> _Aufgabe 1_:
Geben Sie den folgenden Textauszug zur Java-Übung vollständig und ohne jede Änderung wieder.

Dann soll eine double-Variable f1 erstellt werden. In diese Variable wird die Lösung
von f1(x) mit der Variablen x gespeichert.
Analog für eine double-Variable f2.
Runden Sie nun die Werte f1 und f2 auf 4 Nachkommastellen genau. Nutzen Sie
kaufmännisches Runden.
Geben Sie die Werte von f1 und f2 aus.
Die Ausgaben sollen mit dem System.out.println Befehl erfolgen.

kann mir einer von euch sagen ob ich jetzt alle punkte erfülle? vorallem weiß ich nicht ob ich die double variablen f1 und f2 gespeichert habe?


----------



## Fahoz (6. Dez 2011)

Hallo, 

was bedeutet in diesem Zusammenhang die Fehlermeldung

Exception in thread "main" java.lang.ArrayIndexOutOfBoundsException: 2
	at grundlagenuebung.MathFunction.main(MathFunction.java:9)

betrifft im NetBean-Programm Zeile 9 bzw diesem Part -> float x = Float.parseFloat (args []);

lieben gruß


----------



## Gast2 (6. Dez 2011)

> _Einträge zur Beschriftung von Begrenzungsrahmen_:
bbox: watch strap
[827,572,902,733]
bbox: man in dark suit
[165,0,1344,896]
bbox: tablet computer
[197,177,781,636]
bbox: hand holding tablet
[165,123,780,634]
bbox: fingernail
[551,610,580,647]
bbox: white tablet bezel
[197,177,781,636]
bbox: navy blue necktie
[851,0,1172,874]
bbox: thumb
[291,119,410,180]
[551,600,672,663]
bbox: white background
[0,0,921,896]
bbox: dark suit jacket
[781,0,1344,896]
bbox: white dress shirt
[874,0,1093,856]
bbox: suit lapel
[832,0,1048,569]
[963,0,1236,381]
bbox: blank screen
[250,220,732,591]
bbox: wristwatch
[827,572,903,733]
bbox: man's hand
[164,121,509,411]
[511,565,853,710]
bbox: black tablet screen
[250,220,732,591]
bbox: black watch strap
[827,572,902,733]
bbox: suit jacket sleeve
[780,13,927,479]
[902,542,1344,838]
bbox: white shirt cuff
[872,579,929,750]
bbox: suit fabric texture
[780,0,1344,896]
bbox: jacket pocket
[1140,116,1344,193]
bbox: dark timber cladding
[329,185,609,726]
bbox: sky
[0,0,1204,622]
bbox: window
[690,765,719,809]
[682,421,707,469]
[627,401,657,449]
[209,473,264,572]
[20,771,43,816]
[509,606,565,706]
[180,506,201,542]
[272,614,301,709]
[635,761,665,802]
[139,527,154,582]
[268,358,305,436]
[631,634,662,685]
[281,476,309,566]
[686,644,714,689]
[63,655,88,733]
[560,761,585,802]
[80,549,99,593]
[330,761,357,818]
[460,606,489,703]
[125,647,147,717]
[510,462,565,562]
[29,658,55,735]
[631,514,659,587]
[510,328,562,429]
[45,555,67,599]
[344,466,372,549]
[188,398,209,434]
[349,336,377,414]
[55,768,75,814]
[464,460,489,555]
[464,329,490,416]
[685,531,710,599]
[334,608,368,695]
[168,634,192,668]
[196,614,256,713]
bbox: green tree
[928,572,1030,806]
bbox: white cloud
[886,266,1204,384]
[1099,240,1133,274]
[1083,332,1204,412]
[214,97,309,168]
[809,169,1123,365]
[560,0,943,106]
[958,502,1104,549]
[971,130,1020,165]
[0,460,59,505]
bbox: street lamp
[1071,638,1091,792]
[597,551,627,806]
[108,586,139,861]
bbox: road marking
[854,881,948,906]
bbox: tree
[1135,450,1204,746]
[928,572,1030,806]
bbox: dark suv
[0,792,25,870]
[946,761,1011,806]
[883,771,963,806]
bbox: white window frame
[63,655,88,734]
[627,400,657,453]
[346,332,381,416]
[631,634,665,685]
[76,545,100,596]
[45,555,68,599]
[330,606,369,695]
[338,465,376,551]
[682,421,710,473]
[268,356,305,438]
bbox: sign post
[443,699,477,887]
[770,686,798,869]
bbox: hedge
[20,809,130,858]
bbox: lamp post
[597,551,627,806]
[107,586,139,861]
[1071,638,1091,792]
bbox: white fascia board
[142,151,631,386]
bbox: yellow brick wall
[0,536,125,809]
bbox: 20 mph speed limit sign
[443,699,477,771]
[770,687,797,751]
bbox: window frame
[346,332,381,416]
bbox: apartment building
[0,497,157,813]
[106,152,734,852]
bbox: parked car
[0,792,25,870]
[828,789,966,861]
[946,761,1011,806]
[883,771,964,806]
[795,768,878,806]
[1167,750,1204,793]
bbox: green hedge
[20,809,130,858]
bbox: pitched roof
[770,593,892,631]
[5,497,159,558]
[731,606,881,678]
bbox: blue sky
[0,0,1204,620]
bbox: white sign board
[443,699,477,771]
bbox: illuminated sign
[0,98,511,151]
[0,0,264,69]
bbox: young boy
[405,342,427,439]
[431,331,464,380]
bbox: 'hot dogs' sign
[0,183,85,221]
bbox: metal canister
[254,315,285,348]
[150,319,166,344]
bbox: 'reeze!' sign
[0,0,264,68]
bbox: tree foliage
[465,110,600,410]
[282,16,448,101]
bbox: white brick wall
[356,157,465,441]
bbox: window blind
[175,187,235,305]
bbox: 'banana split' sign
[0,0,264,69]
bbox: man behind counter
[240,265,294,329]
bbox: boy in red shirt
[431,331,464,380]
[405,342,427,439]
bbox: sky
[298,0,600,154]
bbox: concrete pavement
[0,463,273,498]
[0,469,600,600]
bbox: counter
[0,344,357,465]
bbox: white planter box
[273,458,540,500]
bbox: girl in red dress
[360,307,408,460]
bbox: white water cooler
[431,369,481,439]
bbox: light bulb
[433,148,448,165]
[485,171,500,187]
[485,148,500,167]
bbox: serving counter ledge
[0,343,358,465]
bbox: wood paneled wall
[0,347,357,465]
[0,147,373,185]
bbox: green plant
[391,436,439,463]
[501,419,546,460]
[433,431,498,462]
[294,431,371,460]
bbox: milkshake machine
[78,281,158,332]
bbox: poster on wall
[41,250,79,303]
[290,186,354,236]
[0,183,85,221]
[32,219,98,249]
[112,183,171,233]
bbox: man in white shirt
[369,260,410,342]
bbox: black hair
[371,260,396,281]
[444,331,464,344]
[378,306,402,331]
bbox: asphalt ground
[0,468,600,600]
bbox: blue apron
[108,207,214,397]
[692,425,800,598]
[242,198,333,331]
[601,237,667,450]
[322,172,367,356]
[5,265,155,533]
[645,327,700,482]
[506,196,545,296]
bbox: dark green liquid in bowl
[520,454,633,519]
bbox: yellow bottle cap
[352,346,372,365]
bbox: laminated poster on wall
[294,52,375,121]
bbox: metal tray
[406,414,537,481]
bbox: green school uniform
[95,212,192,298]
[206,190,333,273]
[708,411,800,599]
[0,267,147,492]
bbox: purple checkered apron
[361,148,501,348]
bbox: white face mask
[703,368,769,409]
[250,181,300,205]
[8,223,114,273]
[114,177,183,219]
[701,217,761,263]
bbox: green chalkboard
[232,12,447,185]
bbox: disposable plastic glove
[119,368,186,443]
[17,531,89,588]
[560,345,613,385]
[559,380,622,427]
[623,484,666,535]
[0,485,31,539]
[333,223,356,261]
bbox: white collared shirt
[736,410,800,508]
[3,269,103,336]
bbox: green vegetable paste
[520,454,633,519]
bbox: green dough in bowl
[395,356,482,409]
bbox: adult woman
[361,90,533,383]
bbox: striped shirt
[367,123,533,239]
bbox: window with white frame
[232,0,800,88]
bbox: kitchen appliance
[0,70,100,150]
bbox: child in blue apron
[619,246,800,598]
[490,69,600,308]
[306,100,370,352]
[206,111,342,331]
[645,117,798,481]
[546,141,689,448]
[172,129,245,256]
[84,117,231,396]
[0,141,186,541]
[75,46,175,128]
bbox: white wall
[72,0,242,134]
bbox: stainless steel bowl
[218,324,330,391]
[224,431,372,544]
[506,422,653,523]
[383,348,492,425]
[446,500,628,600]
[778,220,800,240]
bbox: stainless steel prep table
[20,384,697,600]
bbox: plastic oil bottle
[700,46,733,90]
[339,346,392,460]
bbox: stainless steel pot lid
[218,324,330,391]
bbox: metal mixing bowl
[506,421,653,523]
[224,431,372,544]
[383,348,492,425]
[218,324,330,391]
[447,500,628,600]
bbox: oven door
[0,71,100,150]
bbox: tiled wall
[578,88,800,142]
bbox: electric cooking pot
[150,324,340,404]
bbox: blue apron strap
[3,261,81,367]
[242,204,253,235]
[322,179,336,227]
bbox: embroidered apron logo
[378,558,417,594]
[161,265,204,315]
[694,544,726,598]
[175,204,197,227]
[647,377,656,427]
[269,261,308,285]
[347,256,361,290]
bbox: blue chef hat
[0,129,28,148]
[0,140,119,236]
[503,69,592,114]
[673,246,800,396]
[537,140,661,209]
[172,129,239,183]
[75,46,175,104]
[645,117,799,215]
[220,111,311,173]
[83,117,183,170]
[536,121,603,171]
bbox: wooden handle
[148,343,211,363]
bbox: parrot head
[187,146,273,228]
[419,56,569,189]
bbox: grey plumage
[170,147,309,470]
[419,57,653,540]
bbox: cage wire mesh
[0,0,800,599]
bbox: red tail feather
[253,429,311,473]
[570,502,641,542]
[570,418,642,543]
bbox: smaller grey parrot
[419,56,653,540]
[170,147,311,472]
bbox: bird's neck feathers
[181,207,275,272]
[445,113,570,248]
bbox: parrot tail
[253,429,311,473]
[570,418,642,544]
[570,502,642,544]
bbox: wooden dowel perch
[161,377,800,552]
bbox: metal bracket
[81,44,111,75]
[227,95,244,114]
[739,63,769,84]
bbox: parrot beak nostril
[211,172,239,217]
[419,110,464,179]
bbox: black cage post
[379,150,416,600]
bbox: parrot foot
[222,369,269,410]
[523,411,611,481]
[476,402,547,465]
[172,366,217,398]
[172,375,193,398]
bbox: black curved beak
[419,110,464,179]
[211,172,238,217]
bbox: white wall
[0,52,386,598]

> _Aufgabe 2_:
Kopieren Sie aus der Auflistung oben unverändert nur die Zeilen, beginnend mit der Zeile, die „bbox: man behind counter“ enthält, bis einschließlich der Zeile, die „[395,356,482,409]“ enthält.

> _Vollständige Ausgabe 1_:
Dann soll eine double-Variable f1 erstellt werden. In diese Variable wird die Lösung
von f1(x) mit der Variablen x gespeichert.
Analog für eine double-Variable f2.
Runden Sie nun die Werte f1 und f2 auf 4 Nachkommastellen genau. Nutzen Sie
kaufmännisches Runden.
Geben Sie die Werte von f1 und f2 aus.
Die Ausgaben sollen mit dem System.out.println Befehl erfolgen.

kann mir einer von euch sagen ob ich jetzt alle punkte erfülle? vorallem weiß ich nicht ob ich die double variablen f1 und f2 gespeichert habe?


----------



## Fahoz (6. Dez 2011)

Hallo, 

was bedeutet in diesem Zusammenhang die Fehlermeldung

Exception in thread "main" java.lang.ArrayIndexOutOfBoundsException: 2
	at grundlagenuebung.MathFunction.main(MathFunction.java:9)

betrifft im NetBean-Programm Zeile 9 bzw diesem Part -> float x = Float.parseFloat (args []);

lieben gruß


----------



## Gast2 (6. Dez 2011)

> _Vollständige Ausgabe 2_:
bbox: man behind counter
[240,265,294,329]
bbox: boy in red shirt
[431,331,464,380]
[405,342,427,439]
bbox: sky
[298,0,600,154]
bbox: concrete pavement
[0,463,273,498]
[0,469,600,600]
bbox: counter
[0,344,357,465]
bbox: white planter box
[273,458,540,500]
bbox: girl in red dress
[360,307,408,460]
bbox: white water cooler
[431,369,481,439]
bbox: light bulb
[433,148,448,165]
[485,171,500,187]
[485,148,500,167]
bbox: serving counter ledge
[0,343,358,465]
bbox: wood paneled wall
[0,347,357,465]
[0,147,373,185]
bbox: green plant
[391,436,439,463]
[501,419,546,460]
[433,431,498,462]
[294,431,371,460]
bbox: milkshake machine
[78,281,158,332]
bbox: poster on wall
[41,250,79,303]
[290,186,354,236]
[0,183,85,221]
[32,219,98,249]
[112,183,171,233]
bbox: man in white shirt
[369,260,410,342]
bbox: black hair
[371,260,396,281]
[444,331,464,344]
[378,306,402,331]
bbox: asphalt ground
[0,468,600,600]
bbox: blue apron
[108,207,214,397]
[692,425,800,598]
[242,198,333,331]
[601,237,667,450]
[322,172,367,356]
[5,265,155,533]
[645,327,700,482]
[506,196,545,296]
bbox: dark green liquid in bowl
[520,454,633,519]
bbox: yellow bottle cap
[352,346,372,365]
bbox: laminated poster on wall
[294,52,375,121]
bbox: metal tray
[406,414,537,481]
bbox: green school uniform
[95,212,192,298]
[206,190,333,273]
[708,411,800,599]
[0,267,147,492]
bbox: purple checkered apron
[361,148,501,348]
bbox: white face mask
[703,368,769,409]
[250,181,300,205]
[8,223,114,273]
[114,177,183,219]
[701,217,761,263]
bbox: green chalkboard
[232,12,447,185]
bbox: disposable plastic glove
[119,368,186,443]
[17,531,89,588]
[560,345,613,385]
[559,380,622,427]
[623,484,666,535]
[0,485,31,539]
[333,223,356,261]
bbox: white collared shirt
[736,410,800,508]
[3,269,103,336]
bbox: green vegetable paste
[520,454,633,519]
bbox: green dough in bowl
[395,356,482,409]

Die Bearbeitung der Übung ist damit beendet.